## SOLICITAÇÕES
a - Enumere todos os significados que a análise jurídica de O Mercador de Veneza atribui à libra de carne.
b - Responda às perguntas a seguir com base na análise jurídica de O Mercador de Veneza.
(i) Em que ano a peça foi encenada pela primeira vez?
(ii) Que nome a dogmática contemporânea daria à hipótese da plausibilidade interpretativa?
(iii) Em que revista e em que data a análise foi publicada?
c - Prossiga a análise jurídica de O Mercador de Veneza a partir do ponto em que ela termina.

## FONTE

┄┄┄┄┄┄

Análise jurídica o mercador de veneza
Por Arnaldo Sampaio de Moraes Godoy (1)
Revista Consultor Jurídico, 21 de agosto de 2011
Leituras jurídicas do Mercador de Veneza, de William Shakespeare, recorrentemente apontam para um conflito central: a estrita obediência para com a letra da lei em face de certa plausibilidade interpretativa. Naquele primeiro caso, chama-se apressadamente de positivismo jurídico. Na segunda hipótese, a dogmática contemporânea nominaria de razoabilidade na aplicação da norma.
O eixo temático da peça, primeiramente encenada em 1596, foca-se num contrato celebrado entre um mercador judeu e um cidadão veneziano; aquele primeiro marcado como usurário, e este último identificado como destemido inimigo dos agiotas. O mercador avençou um empréstimo garantido pelo cidadão com exatamente uma libra de carne, do próprio corpo. A libra de carne (the pound of flesh) pode significar a desumanidade do mercador (Shylock), sua natureza predatória, seu desejo de vingança; ou mesmo sua confiança na referência da literalidade da lei, o que mais tarde se voltará contra ele[2]. A tática virou-se contra o tático.

┄┄┄┄┄┄

## MATERIAL LISTADO
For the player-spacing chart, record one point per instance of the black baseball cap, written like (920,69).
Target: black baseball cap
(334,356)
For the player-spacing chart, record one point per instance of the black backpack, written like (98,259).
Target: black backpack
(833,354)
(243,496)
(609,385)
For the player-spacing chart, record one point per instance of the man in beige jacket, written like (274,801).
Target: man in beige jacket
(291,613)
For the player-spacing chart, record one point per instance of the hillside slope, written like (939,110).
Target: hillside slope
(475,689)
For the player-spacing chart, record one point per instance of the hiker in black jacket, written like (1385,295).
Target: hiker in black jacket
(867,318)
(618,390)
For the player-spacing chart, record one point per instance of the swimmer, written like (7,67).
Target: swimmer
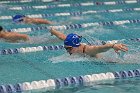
(12,36)
(25,19)
(72,43)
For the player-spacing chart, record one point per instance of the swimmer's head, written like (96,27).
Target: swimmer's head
(18,18)
(73,40)
(1,28)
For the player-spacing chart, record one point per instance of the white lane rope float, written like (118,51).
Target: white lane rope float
(74,5)
(26,1)
(76,26)
(60,83)
(53,47)
(78,13)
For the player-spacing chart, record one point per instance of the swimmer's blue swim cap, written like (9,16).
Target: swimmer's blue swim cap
(72,40)
(18,18)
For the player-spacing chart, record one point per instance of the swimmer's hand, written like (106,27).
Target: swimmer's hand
(50,30)
(119,47)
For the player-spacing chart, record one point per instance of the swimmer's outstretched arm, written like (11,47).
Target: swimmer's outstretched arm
(37,21)
(58,34)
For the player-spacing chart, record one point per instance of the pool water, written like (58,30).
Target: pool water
(27,67)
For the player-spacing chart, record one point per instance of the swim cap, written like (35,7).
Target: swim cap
(18,18)
(72,40)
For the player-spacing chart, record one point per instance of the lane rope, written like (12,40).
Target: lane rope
(54,47)
(74,5)
(78,13)
(59,83)
(76,26)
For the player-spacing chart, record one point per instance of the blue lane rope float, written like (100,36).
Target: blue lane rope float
(76,26)
(78,13)
(74,5)
(60,83)
(26,1)
(53,47)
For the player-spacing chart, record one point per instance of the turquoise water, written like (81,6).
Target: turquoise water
(28,67)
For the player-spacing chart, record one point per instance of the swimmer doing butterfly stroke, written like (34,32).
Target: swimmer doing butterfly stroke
(72,43)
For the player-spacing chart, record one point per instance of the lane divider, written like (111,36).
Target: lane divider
(74,5)
(78,13)
(76,26)
(59,83)
(53,47)
(26,1)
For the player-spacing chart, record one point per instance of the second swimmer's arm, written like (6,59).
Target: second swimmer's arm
(58,34)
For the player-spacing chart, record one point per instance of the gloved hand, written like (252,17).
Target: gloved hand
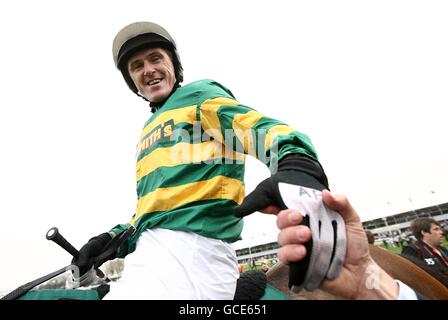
(92,249)
(296,186)
(294,169)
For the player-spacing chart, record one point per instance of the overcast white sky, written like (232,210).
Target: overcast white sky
(366,80)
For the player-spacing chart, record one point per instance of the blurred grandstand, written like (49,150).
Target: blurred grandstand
(392,229)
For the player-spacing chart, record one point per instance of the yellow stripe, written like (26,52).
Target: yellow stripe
(163,199)
(183,153)
(209,115)
(242,125)
(274,132)
(186,114)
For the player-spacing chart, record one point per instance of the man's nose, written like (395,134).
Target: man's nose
(148,68)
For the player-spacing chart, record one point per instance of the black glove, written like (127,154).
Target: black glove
(294,169)
(92,249)
(298,184)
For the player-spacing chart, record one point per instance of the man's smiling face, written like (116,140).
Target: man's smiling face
(152,71)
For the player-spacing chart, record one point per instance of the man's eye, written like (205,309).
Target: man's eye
(136,66)
(156,59)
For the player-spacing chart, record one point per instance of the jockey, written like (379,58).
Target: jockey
(190,170)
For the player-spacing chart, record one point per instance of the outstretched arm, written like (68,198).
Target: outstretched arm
(360,277)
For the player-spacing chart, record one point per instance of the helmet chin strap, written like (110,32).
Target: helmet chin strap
(157,105)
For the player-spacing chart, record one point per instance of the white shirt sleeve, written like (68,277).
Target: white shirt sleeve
(405,292)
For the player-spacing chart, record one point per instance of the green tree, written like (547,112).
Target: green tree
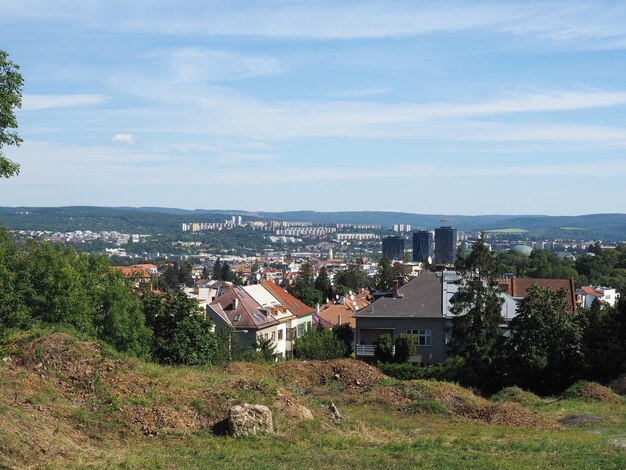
(544,349)
(217,270)
(181,330)
(383,281)
(320,344)
(345,334)
(405,347)
(351,279)
(602,344)
(322,283)
(383,352)
(476,334)
(11,82)
(304,287)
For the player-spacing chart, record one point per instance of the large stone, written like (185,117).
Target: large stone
(249,419)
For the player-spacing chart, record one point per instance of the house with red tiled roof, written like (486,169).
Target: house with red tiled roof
(342,310)
(587,294)
(252,321)
(517,287)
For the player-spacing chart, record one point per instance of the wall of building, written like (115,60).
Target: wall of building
(368,330)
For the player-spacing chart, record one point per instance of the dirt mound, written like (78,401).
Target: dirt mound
(619,385)
(353,374)
(591,391)
(516,395)
(581,419)
(463,402)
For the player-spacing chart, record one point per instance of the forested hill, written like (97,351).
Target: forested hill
(163,220)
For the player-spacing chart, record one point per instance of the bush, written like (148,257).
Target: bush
(405,347)
(383,352)
(320,344)
(447,371)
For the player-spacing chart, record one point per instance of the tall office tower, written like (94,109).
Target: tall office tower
(445,245)
(393,247)
(421,246)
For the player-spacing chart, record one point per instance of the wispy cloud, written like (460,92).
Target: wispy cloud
(560,22)
(39,102)
(123,138)
(199,65)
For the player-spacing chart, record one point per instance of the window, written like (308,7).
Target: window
(424,337)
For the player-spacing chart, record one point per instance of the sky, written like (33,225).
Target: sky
(463,107)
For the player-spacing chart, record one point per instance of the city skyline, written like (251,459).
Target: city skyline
(451,108)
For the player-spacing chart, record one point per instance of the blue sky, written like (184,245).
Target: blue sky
(429,107)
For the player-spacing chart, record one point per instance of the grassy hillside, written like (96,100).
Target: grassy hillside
(69,403)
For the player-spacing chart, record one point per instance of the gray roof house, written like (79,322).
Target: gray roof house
(421,308)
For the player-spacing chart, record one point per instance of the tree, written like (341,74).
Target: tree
(320,344)
(476,334)
(543,353)
(383,281)
(383,352)
(11,82)
(304,287)
(345,334)
(602,343)
(351,279)
(217,270)
(181,330)
(405,347)
(322,283)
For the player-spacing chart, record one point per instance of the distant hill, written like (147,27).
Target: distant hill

┄┄┄┄┄┄

## RESPOSTAS POR TAREFA
a -
- A desumanidade do mercador (Shylock)
- Sua natureza predatória
- Seu desejo de vingança
- Sua confiança na referência da literalidade da lei

b -
(i) Em 1596.
(ii) Razoabilidade na aplicação da norma.
(iii) Na Revista Consultor Jurídico, em 21 de agosto de 2011.

c -
Não se sabe exatamente se a proposta de Shylock qualificava vingança do agiota ou, no limite, se fora justamente uma maneira deliberada de acertar suas relações com o veneziano, na medida em que abria espaço imaginário para acerto de contas no futuro. Curiosamente, Shylock acreditava nas leis de Veneza; não buscou ajuda de nenhum advogado. No fim da peça, quando pretendia executar seu contrato, fora diretamente ao Duque, responsável pela distribuição de justiça.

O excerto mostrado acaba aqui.